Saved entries
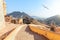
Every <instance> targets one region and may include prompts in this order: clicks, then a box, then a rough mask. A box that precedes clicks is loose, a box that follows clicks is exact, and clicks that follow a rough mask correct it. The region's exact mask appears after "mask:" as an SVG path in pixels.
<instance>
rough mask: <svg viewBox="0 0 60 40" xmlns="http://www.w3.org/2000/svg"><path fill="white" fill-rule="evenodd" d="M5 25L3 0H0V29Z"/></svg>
mask: <svg viewBox="0 0 60 40" xmlns="http://www.w3.org/2000/svg"><path fill="white" fill-rule="evenodd" d="M4 27H5V21H4V13H3V0H0V30H1V29H2V28H4Z"/></svg>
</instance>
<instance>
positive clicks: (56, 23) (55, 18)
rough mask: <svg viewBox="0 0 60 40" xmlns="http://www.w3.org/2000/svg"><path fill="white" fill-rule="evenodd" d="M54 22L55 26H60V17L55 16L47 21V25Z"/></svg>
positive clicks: (59, 16)
mask: <svg viewBox="0 0 60 40" xmlns="http://www.w3.org/2000/svg"><path fill="white" fill-rule="evenodd" d="M52 21H53V22H54V23H55V24H57V25H60V15H55V16H52V17H50V18H47V19H45V23H47V24H50V23H51V22H52Z"/></svg>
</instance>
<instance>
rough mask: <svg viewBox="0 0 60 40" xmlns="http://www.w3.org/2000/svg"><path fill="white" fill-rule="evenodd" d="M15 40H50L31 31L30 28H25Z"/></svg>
mask: <svg viewBox="0 0 60 40" xmlns="http://www.w3.org/2000/svg"><path fill="white" fill-rule="evenodd" d="M15 40H48V39H47V38H45V37H43V36H42V35H38V34H36V33H34V32H32V31H30V29H29V27H28V26H27V27H23V28H22V29H21V30H20V31H19V32H18V34H17V35H16V37H15Z"/></svg>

Request » Edit the material above by replacing every "rough mask" with "coarse mask" and changing nothing else. Omit the pictures from your version.

Your solution »
Every <instance> targets one region and may include prompts in this order: clicks, then a box, then a coarse mask. A box that precedes clicks is loose, a box that follows clicks is exact, and clicks that follow a coarse mask correct it. The region's exact mask appears after "mask:" as an SVG path in pixels.
<instance>
coarse mask: <svg viewBox="0 0 60 40" xmlns="http://www.w3.org/2000/svg"><path fill="white" fill-rule="evenodd" d="M5 25L3 0H0V29Z"/></svg>
mask: <svg viewBox="0 0 60 40" xmlns="http://www.w3.org/2000/svg"><path fill="white" fill-rule="evenodd" d="M4 27H5V21H4V13H3V0H0V30H1V29H2V28H4Z"/></svg>
</instance>
<instance>
positive clicks: (56, 23) (55, 18)
coarse mask: <svg viewBox="0 0 60 40" xmlns="http://www.w3.org/2000/svg"><path fill="white" fill-rule="evenodd" d="M54 22L55 26H60V17L55 16L47 21V25Z"/></svg>
positive clicks: (59, 16)
mask: <svg viewBox="0 0 60 40" xmlns="http://www.w3.org/2000/svg"><path fill="white" fill-rule="evenodd" d="M52 21H53V22H54V23H55V24H57V25H60V15H55V16H52V17H50V18H47V19H45V23H47V24H50V23H51V22H52Z"/></svg>
</instance>
<instance>
coarse mask: <svg viewBox="0 0 60 40" xmlns="http://www.w3.org/2000/svg"><path fill="white" fill-rule="evenodd" d="M15 40H50L31 31L30 28H25Z"/></svg>
mask: <svg viewBox="0 0 60 40" xmlns="http://www.w3.org/2000/svg"><path fill="white" fill-rule="evenodd" d="M15 40H48V39H47V38H45V37H43V36H42V35H38V34H36V33H34V32H32V31H30V29H29V27H28V26H27V27H23V28H22V29H21V30H20V31H19V32H18V34H17V35H16V37H15Z"/></svg>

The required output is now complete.